* start ENTRIES PROVIDED *

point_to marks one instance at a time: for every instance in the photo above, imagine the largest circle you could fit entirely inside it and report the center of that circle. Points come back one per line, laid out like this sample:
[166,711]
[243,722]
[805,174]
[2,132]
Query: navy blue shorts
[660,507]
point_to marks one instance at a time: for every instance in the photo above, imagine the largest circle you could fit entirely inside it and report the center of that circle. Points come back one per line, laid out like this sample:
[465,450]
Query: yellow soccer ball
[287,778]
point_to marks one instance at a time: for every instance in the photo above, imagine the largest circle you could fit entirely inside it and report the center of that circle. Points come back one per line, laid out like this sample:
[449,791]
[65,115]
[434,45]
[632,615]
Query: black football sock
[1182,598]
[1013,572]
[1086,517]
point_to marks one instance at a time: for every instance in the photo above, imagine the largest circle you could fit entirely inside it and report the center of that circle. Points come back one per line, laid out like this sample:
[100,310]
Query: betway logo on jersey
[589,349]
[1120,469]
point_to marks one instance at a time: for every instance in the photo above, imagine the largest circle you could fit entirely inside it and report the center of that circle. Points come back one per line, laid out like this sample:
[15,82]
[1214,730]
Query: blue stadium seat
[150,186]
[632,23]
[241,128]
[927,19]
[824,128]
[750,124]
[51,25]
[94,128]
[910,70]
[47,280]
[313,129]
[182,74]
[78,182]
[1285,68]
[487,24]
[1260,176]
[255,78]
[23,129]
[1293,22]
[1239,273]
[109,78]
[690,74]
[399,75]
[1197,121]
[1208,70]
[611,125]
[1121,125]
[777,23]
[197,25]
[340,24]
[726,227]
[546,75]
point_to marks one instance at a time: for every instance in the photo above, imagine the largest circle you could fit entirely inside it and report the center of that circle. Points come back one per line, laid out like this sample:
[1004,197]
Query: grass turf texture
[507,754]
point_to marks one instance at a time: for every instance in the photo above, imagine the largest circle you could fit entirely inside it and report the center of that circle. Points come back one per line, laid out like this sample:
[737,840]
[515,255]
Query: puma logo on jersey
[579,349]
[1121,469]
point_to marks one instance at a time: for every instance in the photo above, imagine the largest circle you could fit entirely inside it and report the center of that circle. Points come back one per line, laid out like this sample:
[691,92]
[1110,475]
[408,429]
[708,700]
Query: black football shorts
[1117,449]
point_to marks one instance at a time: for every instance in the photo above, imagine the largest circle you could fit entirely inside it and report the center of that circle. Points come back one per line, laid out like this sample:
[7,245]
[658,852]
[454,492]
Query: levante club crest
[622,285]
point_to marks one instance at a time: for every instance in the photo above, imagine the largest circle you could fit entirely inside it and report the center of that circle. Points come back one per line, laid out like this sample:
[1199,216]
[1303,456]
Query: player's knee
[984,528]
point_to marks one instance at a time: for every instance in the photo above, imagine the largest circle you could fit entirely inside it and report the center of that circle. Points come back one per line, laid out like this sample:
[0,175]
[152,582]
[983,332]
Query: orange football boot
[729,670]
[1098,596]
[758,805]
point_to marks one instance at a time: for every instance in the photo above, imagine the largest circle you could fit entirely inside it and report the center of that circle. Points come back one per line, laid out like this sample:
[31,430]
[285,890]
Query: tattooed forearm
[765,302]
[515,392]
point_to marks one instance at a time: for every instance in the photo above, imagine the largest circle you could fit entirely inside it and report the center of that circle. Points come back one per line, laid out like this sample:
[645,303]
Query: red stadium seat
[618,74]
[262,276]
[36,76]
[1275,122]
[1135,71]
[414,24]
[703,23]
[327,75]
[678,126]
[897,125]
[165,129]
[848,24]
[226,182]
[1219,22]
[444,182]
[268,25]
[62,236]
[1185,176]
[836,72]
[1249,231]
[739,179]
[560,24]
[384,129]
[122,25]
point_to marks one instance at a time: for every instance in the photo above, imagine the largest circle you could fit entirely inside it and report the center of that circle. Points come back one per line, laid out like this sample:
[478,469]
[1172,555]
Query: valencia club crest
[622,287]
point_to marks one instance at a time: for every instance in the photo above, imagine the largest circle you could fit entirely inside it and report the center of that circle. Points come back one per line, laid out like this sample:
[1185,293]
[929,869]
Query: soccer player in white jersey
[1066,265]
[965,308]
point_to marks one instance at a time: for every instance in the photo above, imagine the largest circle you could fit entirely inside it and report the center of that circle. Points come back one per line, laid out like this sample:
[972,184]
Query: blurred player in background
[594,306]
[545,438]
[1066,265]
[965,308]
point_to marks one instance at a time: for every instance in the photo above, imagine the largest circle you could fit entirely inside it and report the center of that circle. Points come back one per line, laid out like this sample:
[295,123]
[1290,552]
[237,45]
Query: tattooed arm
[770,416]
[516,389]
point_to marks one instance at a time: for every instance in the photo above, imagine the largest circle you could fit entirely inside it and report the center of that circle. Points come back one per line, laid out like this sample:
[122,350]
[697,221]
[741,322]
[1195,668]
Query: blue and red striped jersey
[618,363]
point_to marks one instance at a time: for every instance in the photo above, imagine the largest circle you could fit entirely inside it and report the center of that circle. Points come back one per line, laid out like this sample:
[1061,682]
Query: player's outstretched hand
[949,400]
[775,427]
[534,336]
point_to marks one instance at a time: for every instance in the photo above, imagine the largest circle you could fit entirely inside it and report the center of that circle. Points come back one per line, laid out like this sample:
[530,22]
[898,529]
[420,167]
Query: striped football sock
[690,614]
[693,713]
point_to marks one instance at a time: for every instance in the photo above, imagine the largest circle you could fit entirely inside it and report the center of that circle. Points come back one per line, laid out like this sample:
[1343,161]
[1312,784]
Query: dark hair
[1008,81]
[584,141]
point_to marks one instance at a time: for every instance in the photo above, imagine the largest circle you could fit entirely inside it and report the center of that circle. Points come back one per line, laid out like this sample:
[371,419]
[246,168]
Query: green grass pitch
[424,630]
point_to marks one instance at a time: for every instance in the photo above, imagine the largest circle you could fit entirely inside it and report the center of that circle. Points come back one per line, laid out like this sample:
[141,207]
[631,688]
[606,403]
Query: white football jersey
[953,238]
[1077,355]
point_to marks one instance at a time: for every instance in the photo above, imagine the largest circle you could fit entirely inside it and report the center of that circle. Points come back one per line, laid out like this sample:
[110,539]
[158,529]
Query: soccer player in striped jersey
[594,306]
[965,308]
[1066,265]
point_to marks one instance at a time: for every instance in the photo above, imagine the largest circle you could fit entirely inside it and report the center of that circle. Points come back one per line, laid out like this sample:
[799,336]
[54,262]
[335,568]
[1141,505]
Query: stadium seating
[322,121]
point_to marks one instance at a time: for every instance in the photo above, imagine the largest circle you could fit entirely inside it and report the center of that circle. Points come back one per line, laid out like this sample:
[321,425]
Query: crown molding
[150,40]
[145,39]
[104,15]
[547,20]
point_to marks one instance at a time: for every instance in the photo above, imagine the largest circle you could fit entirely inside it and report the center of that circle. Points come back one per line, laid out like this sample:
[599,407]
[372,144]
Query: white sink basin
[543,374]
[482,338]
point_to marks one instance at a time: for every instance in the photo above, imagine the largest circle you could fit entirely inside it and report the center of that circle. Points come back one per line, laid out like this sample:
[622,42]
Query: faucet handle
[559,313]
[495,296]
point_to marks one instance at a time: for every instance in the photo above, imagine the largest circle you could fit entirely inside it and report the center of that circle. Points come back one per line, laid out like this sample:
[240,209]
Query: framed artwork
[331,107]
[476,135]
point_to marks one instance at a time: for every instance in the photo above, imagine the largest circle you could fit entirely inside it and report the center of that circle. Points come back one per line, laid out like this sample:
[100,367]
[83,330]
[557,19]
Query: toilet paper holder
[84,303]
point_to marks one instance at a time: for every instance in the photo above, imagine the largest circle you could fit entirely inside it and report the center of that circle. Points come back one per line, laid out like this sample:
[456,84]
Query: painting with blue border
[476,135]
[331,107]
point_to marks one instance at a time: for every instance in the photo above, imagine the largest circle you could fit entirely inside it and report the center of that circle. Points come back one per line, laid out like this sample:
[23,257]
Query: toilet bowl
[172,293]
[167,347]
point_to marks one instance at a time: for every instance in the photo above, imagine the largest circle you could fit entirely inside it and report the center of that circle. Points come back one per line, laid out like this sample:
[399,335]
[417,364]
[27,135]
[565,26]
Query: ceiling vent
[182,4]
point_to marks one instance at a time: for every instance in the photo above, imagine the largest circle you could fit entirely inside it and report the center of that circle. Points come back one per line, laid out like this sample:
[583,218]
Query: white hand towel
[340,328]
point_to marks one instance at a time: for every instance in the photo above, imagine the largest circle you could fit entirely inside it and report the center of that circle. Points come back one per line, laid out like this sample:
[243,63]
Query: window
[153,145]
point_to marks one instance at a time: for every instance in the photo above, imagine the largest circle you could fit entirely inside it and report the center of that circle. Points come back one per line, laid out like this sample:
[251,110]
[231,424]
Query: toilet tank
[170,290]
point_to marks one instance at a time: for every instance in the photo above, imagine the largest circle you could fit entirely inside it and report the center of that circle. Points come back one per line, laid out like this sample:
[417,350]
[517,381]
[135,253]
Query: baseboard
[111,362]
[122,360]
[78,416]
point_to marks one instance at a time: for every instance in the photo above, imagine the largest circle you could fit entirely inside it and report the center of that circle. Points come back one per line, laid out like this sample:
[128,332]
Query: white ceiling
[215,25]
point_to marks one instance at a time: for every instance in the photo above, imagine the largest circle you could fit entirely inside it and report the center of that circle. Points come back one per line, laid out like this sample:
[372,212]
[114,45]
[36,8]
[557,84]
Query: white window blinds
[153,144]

* end ENTRIES PROVIDED *

== GIVEN PROBLEM ==
Return every line of the data above that contains the string "football", copying each line in full.

== ANSWER TO THIS EXERCISE ==
Query: black football sock
Query: black football shorts
Query: orange football boot
Query: striped football sock
Query: white football jersey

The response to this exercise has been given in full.